Render the items as a Markdown table with the columns Row and Line, starting at the first line of the items and ending at the line that contains "xmin=141 ymin=56 xmax=171 ymax=78" and leaving out blank lines and the pictures.

▬▬▬

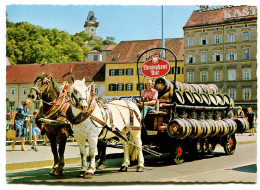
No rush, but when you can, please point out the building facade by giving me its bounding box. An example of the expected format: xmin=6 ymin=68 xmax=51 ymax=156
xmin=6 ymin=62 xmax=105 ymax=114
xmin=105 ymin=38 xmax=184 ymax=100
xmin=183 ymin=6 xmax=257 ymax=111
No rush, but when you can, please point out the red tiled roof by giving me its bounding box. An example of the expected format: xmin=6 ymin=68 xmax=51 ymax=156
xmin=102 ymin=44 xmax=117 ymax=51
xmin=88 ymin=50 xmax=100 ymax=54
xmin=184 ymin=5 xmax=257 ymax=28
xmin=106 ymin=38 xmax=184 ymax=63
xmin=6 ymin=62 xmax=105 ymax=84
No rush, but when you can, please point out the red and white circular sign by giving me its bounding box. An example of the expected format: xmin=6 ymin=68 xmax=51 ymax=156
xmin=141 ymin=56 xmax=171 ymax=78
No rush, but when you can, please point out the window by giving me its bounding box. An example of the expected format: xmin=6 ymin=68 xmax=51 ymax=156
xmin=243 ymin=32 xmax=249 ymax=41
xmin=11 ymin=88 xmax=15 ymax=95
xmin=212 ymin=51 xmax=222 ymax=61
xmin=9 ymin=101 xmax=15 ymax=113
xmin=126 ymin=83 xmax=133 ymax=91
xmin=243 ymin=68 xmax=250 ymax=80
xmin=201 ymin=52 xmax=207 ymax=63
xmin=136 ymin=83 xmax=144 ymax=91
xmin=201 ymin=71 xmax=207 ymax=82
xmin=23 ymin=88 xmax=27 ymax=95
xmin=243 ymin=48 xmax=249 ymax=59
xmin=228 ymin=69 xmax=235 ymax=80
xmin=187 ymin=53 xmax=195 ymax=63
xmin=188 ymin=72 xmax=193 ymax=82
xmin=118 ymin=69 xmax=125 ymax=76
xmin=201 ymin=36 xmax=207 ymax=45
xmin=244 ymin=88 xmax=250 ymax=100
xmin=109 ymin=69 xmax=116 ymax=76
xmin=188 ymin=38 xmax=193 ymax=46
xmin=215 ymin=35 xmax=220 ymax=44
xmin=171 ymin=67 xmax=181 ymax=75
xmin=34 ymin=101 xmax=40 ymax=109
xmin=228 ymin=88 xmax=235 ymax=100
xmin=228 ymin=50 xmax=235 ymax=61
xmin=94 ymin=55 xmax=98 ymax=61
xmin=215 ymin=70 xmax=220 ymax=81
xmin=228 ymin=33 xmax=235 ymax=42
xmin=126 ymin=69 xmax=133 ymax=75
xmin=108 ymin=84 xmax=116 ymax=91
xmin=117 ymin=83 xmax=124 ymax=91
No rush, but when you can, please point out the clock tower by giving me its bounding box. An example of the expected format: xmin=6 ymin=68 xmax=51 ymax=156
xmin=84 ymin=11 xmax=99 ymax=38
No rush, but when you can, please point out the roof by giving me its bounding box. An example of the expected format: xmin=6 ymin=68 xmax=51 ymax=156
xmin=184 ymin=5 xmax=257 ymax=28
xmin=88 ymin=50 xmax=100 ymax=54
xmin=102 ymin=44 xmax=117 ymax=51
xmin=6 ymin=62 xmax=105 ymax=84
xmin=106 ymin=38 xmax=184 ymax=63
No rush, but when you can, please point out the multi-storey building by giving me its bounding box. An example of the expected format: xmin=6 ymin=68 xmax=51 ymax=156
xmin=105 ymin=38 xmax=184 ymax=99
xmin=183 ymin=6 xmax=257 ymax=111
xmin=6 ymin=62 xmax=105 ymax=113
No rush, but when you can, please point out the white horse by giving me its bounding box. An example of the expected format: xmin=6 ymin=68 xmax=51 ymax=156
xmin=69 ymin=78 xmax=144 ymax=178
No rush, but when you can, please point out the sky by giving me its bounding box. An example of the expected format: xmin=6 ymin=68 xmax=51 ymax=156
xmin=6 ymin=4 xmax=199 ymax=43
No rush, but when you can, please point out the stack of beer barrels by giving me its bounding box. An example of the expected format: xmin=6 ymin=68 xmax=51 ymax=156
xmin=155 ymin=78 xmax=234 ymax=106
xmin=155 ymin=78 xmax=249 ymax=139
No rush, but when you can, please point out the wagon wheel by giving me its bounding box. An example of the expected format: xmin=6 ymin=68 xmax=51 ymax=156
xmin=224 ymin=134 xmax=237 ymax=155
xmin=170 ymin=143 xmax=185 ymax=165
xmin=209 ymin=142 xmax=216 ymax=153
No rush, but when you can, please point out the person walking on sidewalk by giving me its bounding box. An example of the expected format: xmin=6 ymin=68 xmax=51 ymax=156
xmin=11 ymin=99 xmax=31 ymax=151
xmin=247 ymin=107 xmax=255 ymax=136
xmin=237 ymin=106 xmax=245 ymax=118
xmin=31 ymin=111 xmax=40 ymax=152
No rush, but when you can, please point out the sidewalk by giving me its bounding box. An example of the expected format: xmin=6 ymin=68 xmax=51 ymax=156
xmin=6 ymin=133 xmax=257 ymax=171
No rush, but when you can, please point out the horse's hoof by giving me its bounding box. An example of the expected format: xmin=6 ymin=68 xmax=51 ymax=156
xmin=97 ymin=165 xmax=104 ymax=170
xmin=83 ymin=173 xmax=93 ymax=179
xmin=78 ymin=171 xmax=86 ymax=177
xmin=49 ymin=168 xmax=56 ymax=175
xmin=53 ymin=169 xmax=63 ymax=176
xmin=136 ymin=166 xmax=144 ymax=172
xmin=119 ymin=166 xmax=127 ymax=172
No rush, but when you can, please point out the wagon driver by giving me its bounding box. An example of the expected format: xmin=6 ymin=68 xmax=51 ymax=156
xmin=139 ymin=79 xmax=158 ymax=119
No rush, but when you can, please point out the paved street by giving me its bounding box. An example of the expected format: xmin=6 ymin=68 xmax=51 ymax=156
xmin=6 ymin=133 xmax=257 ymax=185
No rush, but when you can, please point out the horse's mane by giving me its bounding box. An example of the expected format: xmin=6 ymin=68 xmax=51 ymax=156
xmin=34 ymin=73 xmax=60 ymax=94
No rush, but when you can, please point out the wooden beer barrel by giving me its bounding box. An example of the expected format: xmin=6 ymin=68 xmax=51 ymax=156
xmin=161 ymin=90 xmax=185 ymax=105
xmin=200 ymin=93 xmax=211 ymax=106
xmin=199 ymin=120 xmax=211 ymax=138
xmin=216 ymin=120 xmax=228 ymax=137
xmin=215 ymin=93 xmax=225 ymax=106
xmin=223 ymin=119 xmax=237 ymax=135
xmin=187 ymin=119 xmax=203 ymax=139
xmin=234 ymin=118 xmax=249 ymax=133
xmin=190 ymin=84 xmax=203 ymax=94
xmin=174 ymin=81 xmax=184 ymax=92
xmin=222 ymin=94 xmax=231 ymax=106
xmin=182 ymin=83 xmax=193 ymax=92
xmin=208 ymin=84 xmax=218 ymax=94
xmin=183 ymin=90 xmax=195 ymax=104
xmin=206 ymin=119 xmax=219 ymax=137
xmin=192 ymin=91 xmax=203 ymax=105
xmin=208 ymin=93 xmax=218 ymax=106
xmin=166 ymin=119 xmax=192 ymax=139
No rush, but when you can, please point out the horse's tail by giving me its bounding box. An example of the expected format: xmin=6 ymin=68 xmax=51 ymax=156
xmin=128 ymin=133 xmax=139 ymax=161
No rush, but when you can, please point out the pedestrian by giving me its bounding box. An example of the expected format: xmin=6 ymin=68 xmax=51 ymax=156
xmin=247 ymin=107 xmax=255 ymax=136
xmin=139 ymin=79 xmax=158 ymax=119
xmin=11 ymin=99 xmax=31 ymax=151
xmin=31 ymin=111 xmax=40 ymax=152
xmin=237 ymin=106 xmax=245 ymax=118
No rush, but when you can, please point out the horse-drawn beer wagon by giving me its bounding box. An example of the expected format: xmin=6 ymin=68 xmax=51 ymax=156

▬▬▬

SOLVED PROBLEM:
| Row | Line |
|---|---|
| 1 | No rush, but when you can, please point out the building facade by giving me its bounding box. An example of the expected format: xmin=6 ymin=68 xmax=51 ymax=156 |
| 2 | xmin=6 ymin=62 xmax=105 ymax=114 |
| 3 | xmin=105 ymin=38 xmax=184 ymax=100 |
| 4 | xmin=183 ymin=6 xmax=257 ymax=111 |
| 5 | No rush, but when you can, please point out the red tiled roof by giving me its bounding box. An example of the expected format: xmin=6 ymin=68 xmax=51 ymax=156 |
| 6 | xmin=102 ymin=44 xmax=117 ymax=51 |
| 7 | xmin=88 ymin=50 xmax=100 ymax=54 |
| 8 | xmin=184 ymin=5 xmax=257 ymax=28 |
| 9 | xmin=106 ymin=38 xmax=184 ymax=63 |
| 10 | xmin=6 ymin=62 xmax=105 ymax=84 |
| 11 | No rush, but when you can, please point out the red and white circular sign by giving me its bounding box. An example of the expected format: xmin=6 ymin=68 xmax=51 ymax=156 |
| 12 | xmin=141 ymin=56 xmax=171 ymax=78 |